**TASK PROMPT:** Show each line of the rows below that contains the word "mound". Case counts.

Object point labels
>>>>
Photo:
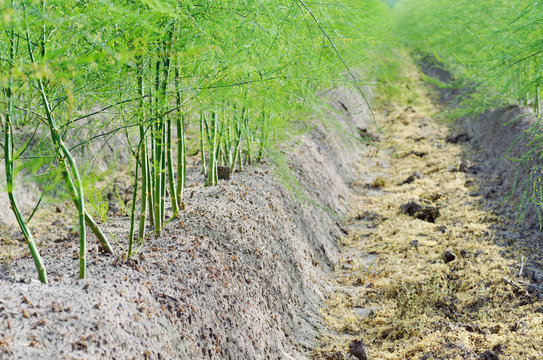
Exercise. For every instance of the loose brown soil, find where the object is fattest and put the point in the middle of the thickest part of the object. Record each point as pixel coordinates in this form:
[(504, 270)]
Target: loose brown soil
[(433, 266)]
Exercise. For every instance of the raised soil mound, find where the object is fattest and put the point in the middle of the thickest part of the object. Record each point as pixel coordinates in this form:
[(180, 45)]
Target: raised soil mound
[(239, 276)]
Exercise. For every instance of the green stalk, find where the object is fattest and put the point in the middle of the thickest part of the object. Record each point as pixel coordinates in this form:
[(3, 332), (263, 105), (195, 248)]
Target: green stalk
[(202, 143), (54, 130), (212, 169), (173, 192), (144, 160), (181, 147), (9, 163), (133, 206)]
<<<<
>>>>
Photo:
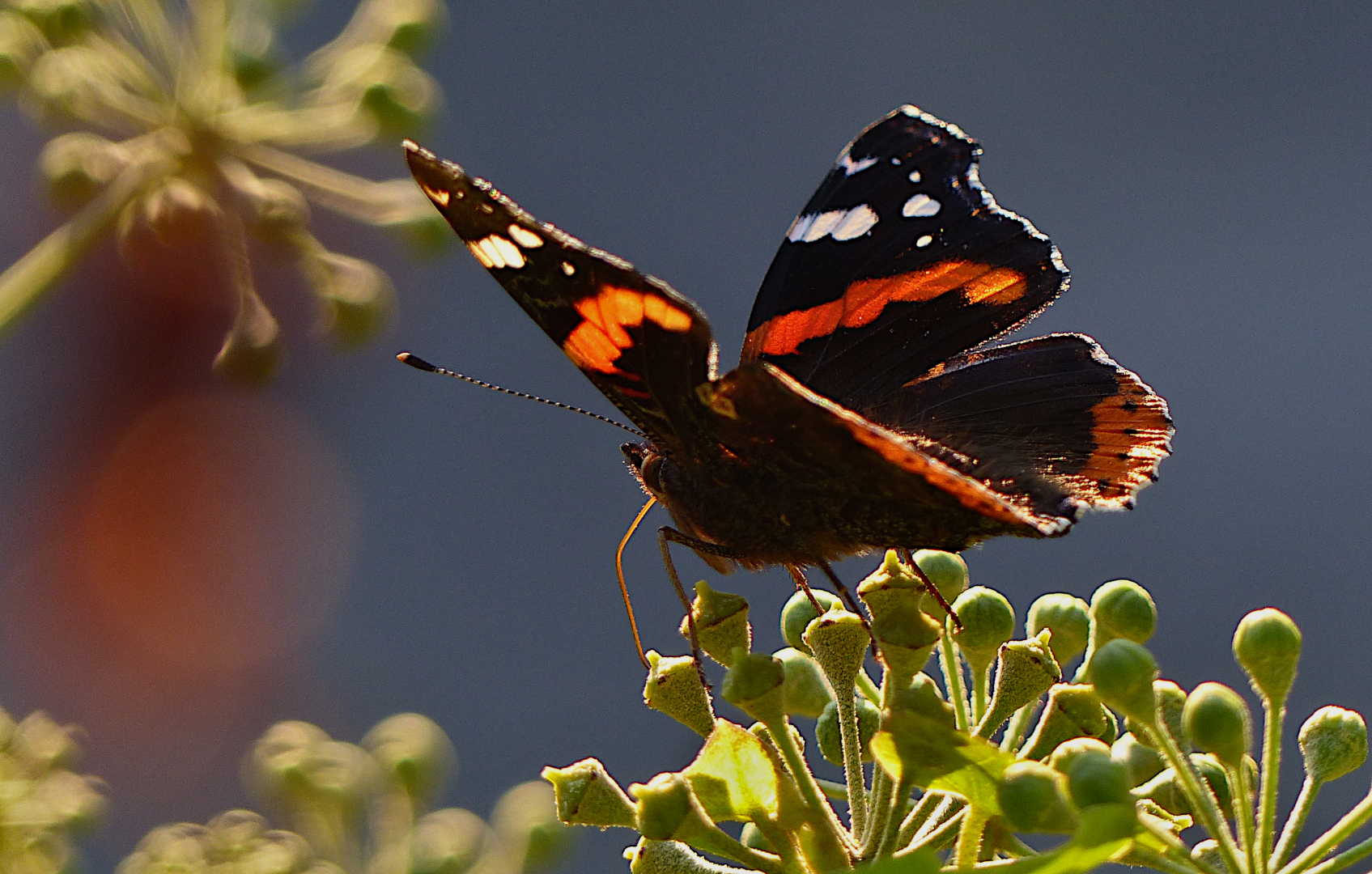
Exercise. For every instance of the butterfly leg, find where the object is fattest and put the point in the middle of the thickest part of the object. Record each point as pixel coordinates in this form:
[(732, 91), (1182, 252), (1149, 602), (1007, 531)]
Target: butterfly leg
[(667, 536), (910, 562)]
<<<<
**WRITTEN SOLUTION:**
Exercise. For every instance of the raised soil mound, find where the object is fattest and put the point in the middle of the thickest part of the object. Record each point as pixel coordinates in this form:
Target: raised soil mound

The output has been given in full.